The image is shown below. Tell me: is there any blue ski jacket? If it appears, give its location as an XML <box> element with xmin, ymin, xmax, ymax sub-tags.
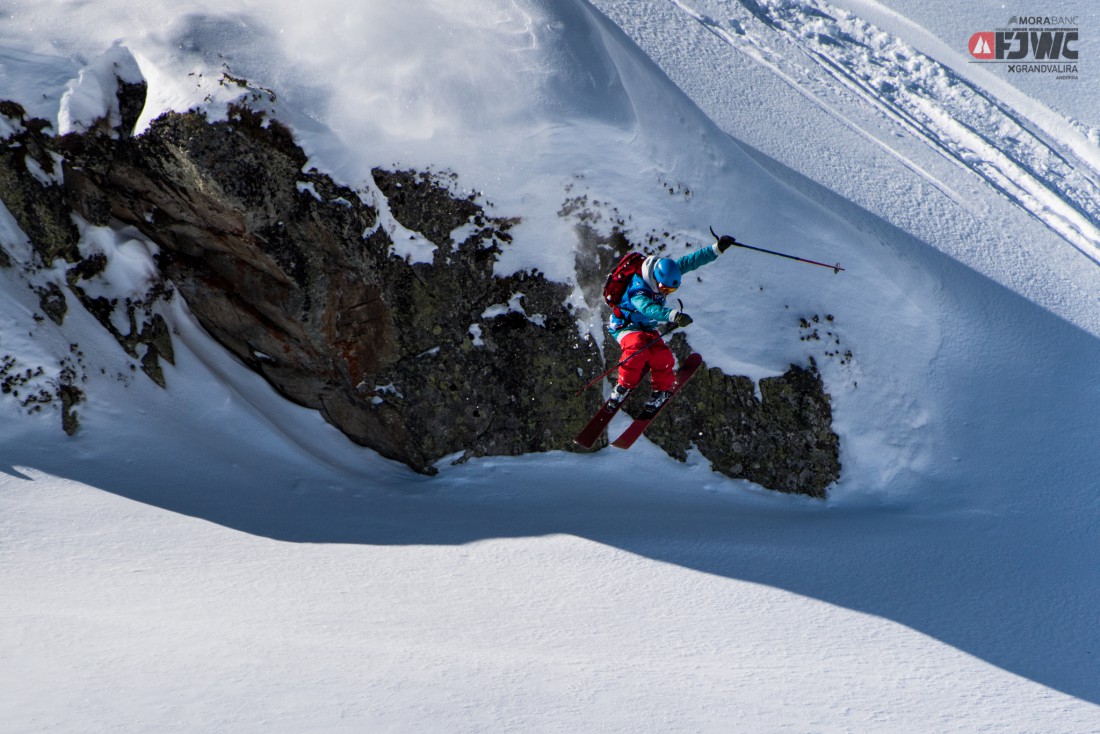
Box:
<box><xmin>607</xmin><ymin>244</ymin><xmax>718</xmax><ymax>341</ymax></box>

▬▬▬▬▬▬

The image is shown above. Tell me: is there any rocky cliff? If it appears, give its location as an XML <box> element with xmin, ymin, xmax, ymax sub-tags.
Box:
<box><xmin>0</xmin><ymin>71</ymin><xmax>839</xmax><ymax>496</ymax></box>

▬▬▬▬▬▬

■ WHAT THE TASK REQUIRES
How many lines in the rows above contain the word "location"? Reply with the number alone.

■ THE SOLUTION
2